R. —Continuaría oyendo a usted toda la noche con muchísimo gusto, pero se hace tarde, y bien será que demos tregua hasta mañana.

M. —Quédese, pues, aquí, y en la próxima tertulia seguiremos los pasos del singularísimo Padre Nyder.

Los cuatro amigos se despidieron, y cuando a la noche siguiente de nuevo se juntaron, (dio principio desde luego M., sin más preámbulos, a la lectura del capítulo II del libro V del Hormiguero.



[1] Hay quien dice que Nyder no fue inquisidor: yo no me he propuesto averiguarlo. (N. del T.)
[2]«La estrella blanca que en el escudo del Carmen se ve en medio del manto, representa al gran Patriarca y Profeta San Elías. Se le representa por una estrella, porque Elías brilló en el Carmelo, por sus muchas virtudes, como estrella en el firmamento, y además, es aquélla blanca, no solo porque dicho Profeta y sus sucesores vistieron de blanco, sino para indicar también con este color, como dice el abad Tritemio, la interior limpieza y pureza de aquellos primitivos anacoretas.»  (Revista Carmelitana de Barcelona. — M. A. S., presbítero. — Vich 5 de diciembre de 1879.)

::::::

» ENUNCIADO ESCRITO A:
Responde según el extracto de página:
(i) ¿Cuántos amigos se despidieron?
(ii) ¿Qué capítulo y libro del Hormiguero comenzó a leer M. la noche siguiente?
(iii) Según la nota de la Revista Carmelitana, ¿a quién representa la estrella blanca del escudo del Carmen?
» ENUNCIADO ESCRITO B:
Repite sin cambios el pasaje del extracto de página que comienza en las palabras "Los cuatro amigos" y termina después de "V del Hormiguero.".

::::::

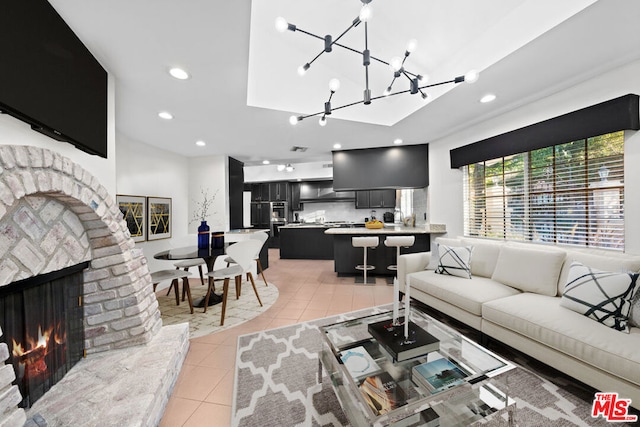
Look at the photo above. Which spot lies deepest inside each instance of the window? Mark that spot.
(571, 194)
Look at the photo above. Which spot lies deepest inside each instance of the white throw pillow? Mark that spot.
(600, 295)
(455, 261)
(529, 269)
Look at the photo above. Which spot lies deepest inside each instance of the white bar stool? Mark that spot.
(398, 242)
(365, 242)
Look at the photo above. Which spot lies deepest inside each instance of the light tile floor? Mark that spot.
(309, 289)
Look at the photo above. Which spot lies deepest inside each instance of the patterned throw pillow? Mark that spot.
(455, 261)
(600, 295)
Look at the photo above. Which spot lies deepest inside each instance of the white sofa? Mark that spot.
(514, 295)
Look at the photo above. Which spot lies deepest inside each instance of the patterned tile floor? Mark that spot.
(308, 289)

::::::

» SOLUCIÓN A:
(i) Cuatro.
(ii) El capítulo II del libro V.
(iii) Al gran Patriarca y Profeta San Elías.

» SOLUCIÓN B:
Los cuatro amigos se despidieron, y cuando a la noche siguiente de nuevo se juntaron, (dio principio desde luego M., sin más preámbulos, a la lectura del capítulo II del libro V del Hormiguero.